Задания:
1) Какой срок, согласно тексту о книгах и газетах, для книги еще не старость?
2) Продолжите текст о книгах и газетах, начав сразу после его последней строки.

Честь имею поздравить редакцию газеты с десятилетием! Вот как раз и старый книгоед печатает у вас свою десятую статеечку о старых книгах -- как бы тоже юбилей.
Между книгой и газетой разница большая. Книга на десятый год еще совсем молода, даже говорить о ней не приходится, для нее и сто лет -- не старость. А газетный лист иной раз и назавтра стар.
Пусть читатель попробует порыться у себя и отыскать прошлогодний номер за тот же день. Где его найдешь? Давным-давно на что-нибудь употреблен, и памяти не осталось. Уж на что в библиотеках -- и то не всегда можно найти; только очень большие любители сохраняют...
Так вот...
КОГДА ЭТО ЗАВЕЛОСЬ?

Записи коллекции:

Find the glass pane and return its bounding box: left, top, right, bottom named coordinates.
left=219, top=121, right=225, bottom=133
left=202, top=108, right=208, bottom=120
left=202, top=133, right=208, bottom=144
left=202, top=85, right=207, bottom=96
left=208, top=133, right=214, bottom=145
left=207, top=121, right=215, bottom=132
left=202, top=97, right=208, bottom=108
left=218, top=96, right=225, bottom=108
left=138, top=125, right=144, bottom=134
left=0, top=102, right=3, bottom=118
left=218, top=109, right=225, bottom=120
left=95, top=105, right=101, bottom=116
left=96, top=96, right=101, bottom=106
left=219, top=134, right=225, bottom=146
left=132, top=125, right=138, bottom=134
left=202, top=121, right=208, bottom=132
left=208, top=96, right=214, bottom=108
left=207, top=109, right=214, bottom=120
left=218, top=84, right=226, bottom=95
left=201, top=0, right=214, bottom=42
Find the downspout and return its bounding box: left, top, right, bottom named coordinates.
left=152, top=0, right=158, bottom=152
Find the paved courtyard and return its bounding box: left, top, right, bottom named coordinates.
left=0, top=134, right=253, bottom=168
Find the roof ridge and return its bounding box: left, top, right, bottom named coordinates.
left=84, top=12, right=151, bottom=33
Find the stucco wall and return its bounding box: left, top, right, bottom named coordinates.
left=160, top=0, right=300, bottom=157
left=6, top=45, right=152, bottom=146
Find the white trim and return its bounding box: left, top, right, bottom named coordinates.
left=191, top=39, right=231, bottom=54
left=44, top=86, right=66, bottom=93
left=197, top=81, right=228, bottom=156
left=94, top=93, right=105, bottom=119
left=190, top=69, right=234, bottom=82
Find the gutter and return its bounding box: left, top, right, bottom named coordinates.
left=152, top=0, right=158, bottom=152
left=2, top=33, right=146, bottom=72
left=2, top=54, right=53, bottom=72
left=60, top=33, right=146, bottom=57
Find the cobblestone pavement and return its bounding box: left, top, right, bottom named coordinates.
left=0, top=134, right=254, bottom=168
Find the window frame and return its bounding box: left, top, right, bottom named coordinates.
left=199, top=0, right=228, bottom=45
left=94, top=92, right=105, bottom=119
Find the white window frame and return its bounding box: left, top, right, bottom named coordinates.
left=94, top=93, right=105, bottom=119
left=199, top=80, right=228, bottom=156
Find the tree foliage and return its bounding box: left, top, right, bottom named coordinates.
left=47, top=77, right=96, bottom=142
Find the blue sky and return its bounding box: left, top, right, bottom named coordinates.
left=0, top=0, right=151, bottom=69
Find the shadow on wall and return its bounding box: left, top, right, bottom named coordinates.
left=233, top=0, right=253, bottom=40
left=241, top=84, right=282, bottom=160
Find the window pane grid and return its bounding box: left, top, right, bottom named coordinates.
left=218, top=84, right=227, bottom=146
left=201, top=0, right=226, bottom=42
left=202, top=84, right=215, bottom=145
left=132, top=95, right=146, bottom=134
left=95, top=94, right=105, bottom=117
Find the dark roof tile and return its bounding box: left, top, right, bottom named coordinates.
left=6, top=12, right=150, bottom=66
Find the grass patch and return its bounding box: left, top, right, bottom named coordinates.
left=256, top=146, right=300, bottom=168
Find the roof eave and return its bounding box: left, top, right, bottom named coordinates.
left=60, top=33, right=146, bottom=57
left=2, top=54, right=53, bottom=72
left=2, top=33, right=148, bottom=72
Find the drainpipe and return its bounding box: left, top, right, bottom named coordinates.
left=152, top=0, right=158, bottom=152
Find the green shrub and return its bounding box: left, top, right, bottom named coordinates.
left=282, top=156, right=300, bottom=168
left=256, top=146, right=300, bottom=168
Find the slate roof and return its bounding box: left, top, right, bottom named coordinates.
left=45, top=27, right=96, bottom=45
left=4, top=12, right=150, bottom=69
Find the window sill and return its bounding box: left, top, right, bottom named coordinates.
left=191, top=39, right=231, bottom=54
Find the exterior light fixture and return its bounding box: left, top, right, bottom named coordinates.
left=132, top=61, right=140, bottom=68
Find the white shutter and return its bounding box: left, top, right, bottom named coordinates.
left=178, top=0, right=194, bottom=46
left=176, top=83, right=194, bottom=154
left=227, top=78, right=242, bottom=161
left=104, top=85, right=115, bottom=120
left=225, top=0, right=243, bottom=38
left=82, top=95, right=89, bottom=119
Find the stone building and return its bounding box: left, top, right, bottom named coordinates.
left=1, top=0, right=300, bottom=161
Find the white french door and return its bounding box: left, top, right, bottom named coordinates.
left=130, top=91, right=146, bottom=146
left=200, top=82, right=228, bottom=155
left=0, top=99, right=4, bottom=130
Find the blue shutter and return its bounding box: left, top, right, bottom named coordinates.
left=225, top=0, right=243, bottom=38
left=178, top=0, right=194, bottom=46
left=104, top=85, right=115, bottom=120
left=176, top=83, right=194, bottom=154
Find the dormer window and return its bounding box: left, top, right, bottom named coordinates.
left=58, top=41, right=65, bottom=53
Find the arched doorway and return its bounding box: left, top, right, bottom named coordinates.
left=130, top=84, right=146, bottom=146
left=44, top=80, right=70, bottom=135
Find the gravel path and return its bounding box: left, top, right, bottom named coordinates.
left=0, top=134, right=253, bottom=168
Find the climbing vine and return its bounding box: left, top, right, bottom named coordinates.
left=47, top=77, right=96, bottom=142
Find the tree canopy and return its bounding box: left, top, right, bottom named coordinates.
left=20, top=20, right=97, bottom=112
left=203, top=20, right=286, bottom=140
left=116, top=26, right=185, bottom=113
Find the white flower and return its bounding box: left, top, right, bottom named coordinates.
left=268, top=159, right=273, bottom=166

Ответы к заданиям:
1) Сто лет.

2)
В сей юбилейный день позвольте поговорить, кто и когда изобрел газету. Впервые о том рассказано на русском языке в "Исторических, генеалогических и географических примечаниях в Ведомостях на 1729 год", которые издавались при Академии наук в Санкт-Петербурге. И рассказано так:
"Ежели по нынешнему определению говорить, то не находится во оном древнейшего следу, нигде как у италианцов в 16 секуле (веке). Звание газетов (ведомостей) тогда такожде от оных произошло, а то от некоторой малой монеты, которая от них газета именовалась, и всегда за читание оных ведомостей плачена бывала. И так должны мы италианцам первое благодарение за вымышление так полезного и приятного дела отдавать".
Позже моду на газеты завели французы, и первым издателем был "славный Ронодо, бывший медикус в Монтпельере". Затем появились "месячные писма" в Голландии и в Германии, а в 1703 году, заботами Петра Великого, вышла первая газета и у нас в России.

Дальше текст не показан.